▶ [TEXT PROVIDED]

====

This Mongolian girl shattered a very particular glass ceiling

Interviews with director Otto Bell and Aisholpan Nurgaiv, the subject of his beautiful new documentary.

the-eagle-huntress

Aisholpan Nurgaiv

The word pioneer is bandied about for all kinds of reasons, but Aisholpan Nurgaiv is the only person I’ve ever met who’s the first person to do something in 2,000 years. She’s the star of Otto Bell’s The Eagle Huntress, a documentary that chronicles her desire to practice the traditional art of eagle hunting. That desire is somewhat complicated by the fact that the sport is traditionally reserved for male elders (a conservative bunch the world over), and Aisholpan is a teenage girl.

Trained from an early age by her father (who first took her on as an apprentice), Aisholpan goes against Mongolian society’s every expectation and sets off on the road to becoming the world’s very first eagle huntress. (Aisholpan’s father’s first name is Nurgaiv, so for the sake of clarity I’ll refer to her by her first name in the article.)

Eagle hunting is both practical and ceremonial.It’s performed to fulfill the vital needs associated with hunting, but also to show off a little bit in competition. Eagle hunters raise the birds from infancy, slowly getting them accustomed to the specifics of the hunt, then release them back into the wild when the bird reaches maturity. The eagle hunts themselves are often spectacular, as the humans remain on horseback while the action happens around them.

The Eagle Huntress is director Otto Bell’s feature debut. I asked him how he got involved with such a specific, once-in-a-lifetime story. “I actually did stumble upon it,” he says. “I saw a photo essay on the BBC by a young photographer named Asher Svidensky who had stumbled upon Aisholpan in the mountains; he’d been photographing the next generation of eagle hunters. There are only about approximately 250 of them left in the world. He’d been photographing 17-18 year old boys who were a little bit scared and a little bit timid to be photographed with their birds and stuff, and then he met Aisholpan. (…) I was lucky enough to see those photos the day that they came out online. I found him on Facebook, we Skyped, then I said ‘Look, I think there’s a movie in here.’”

====

▶ [WHAT TO DO]
#1 Reproduce verbatim the passage of the eagle huntress article that starts at the words "Trained from an" and ends after the words "in the article.)".
#2 Please extend the eagle huntress article, picking up right after its final sentence.

▶ [DATA]
====

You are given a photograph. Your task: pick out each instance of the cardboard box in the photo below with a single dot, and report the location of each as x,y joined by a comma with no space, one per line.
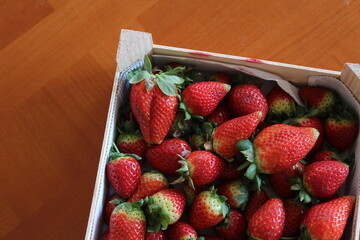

====

▶ [RESPONSES BY TASK]
#1
Trained from an early age by her father (who first took her on as an apprentice), Aisholpan goes against Mongolian society’s every expectation and sets off on the road to becoming the world’s very first eagle huntress. (Aisholpan’s father’s first name is Nurgaiv, so for the sake of clarity I’ll refer to her by her first name in the article.)

#2
“The first time I heard about it, I was very excited to be filmed,” says Aisholpan, communicating with the help of her cousin, who’s acting as an interpreter for the film’s press run. “But, at the time, I didn’t realize that it would be a movie like this — full-length! I was expecting a short or something.”

One of the careful balancing acts in the film was the way the narrative progresses — namely, that although Aisholpan became an eagle huntress over the course of the film, she wasn’t one at all at the beginning. Bell had to be there to capture every step of the way, without knowing how it would unfold… or if it would happen at all.

“It was a massive stroke of luck, basically,” he says. “You know, when you’re making a documentary, you’re generally filling in a bit of the blanks. Something has happened, something has unfolded that warrants a documentary being made about that subject. Oftentimes, you’ve got to tell at least part of the story in retrospect. You’ve got to recreate something, you’ve got to animate something. What was very nice in this case is that, literally the day that we arrived to talk to the family about making the film, we were sitting around in their yurt talking about our idea for the film and Nurgaiv stood up and said ‘We’ve got to go steal an eagle from the mountainside; is that the sort of thing that you’d like to film?’ (laughs) Where I was very fortunate and very lucky — she had been training with her father’s eagle up to that point — I was there to see her take her first step on the road to being a full eagle hunter. That path is pretty predetermined. There are a certain amount of steps that need to be taken to attain full status. That was very helpful in terms of structuring the film, since I just had to follow a chain of events as they unfolded.”

The first thing I noted about The Eagle Huntress is how slick it is: beautiful sweeping camerawork, panoramic vistas and complex sequences showcasing the unpredictable and flurried sport. A little cautiously, I asked director Otto Bell how big his team was. “How many people do you think were on our crew?” he asks back, laughing. “I made this film with three people. We weren’t going to compromise on the production standards. I made it with my life savings — about $80,000 — and a lot of favours. We took about 700 kilos of gear — one of my biggest expenses was excess luggage — and we had to leave a bunch of it behind in the capital city in order to get this little propellor plane to fly up there. We took an X1000 drone that could carry a 4K camera. We had to do justice to the landscape, because it’s so vast up there. My cameraman also invented a nine-metre crane that folds up into a snowboard bag and it weighs about 25 kilos, so that allows us to get those big, sweeping, soaring signature shots that you see in the film.”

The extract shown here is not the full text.